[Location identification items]
>> Begin

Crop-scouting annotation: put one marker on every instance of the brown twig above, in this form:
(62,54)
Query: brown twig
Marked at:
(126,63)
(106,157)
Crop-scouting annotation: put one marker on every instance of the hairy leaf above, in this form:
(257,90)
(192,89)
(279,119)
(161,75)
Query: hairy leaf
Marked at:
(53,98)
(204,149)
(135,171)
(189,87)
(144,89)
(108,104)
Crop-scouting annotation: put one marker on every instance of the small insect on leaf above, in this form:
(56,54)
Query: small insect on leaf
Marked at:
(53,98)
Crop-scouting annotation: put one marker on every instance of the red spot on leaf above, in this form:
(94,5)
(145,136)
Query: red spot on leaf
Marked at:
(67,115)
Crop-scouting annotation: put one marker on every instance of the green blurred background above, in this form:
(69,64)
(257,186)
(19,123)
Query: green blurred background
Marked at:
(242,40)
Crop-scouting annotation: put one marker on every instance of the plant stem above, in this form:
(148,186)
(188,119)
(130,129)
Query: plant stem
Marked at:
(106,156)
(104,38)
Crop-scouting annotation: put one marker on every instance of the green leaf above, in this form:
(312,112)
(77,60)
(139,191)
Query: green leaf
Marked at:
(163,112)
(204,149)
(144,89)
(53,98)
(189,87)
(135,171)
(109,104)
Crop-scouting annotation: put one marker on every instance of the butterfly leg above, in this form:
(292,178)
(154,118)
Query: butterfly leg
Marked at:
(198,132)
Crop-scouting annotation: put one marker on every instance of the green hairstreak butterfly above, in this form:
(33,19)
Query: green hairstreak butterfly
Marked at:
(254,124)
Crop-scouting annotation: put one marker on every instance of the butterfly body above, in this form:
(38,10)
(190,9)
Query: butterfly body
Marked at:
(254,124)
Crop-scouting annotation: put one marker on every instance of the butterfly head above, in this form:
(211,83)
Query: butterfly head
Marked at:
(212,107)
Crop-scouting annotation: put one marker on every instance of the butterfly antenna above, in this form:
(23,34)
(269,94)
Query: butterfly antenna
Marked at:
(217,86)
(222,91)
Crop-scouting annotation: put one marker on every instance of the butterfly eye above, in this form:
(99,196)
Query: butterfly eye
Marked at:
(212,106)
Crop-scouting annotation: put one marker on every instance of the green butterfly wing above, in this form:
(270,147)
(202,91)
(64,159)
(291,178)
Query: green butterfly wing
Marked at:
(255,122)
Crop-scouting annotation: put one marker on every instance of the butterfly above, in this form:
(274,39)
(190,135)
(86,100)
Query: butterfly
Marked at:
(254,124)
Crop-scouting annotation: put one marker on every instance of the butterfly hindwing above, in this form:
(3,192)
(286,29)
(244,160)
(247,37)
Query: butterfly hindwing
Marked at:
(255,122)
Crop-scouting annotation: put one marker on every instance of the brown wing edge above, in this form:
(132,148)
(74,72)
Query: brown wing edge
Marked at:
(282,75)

>> End
>> Begin

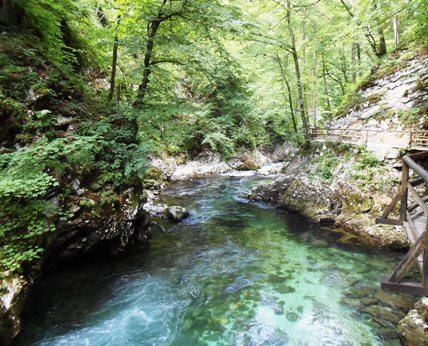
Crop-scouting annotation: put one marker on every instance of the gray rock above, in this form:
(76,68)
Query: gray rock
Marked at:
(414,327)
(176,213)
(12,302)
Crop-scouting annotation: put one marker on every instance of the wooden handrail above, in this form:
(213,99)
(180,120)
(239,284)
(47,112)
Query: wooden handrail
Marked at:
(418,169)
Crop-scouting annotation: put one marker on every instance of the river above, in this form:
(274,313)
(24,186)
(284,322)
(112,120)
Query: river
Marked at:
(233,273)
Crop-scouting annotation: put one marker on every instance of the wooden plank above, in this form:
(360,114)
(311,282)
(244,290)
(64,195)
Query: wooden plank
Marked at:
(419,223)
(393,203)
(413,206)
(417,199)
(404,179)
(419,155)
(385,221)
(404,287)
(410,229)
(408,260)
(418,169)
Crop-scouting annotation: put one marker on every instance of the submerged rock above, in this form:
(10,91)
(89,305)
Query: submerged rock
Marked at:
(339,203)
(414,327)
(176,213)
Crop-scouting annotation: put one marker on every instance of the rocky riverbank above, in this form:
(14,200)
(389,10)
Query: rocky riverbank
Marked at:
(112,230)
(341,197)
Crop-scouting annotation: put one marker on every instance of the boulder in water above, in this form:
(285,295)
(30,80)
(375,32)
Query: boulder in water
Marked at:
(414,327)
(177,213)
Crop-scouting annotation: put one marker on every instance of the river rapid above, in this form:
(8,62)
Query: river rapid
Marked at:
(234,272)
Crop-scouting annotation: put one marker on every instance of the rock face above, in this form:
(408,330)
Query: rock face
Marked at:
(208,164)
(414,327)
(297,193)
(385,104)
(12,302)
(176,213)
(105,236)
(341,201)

>> End

▶ TASK DIRECTIONS:
Locate each line in the data above that contains the word "background" and copy those lines.

▶ WRITTEN REPLY:
Crop-scouting annotation: put one marker on every instance of the green blurred background above, in this form:
Query: green blurred background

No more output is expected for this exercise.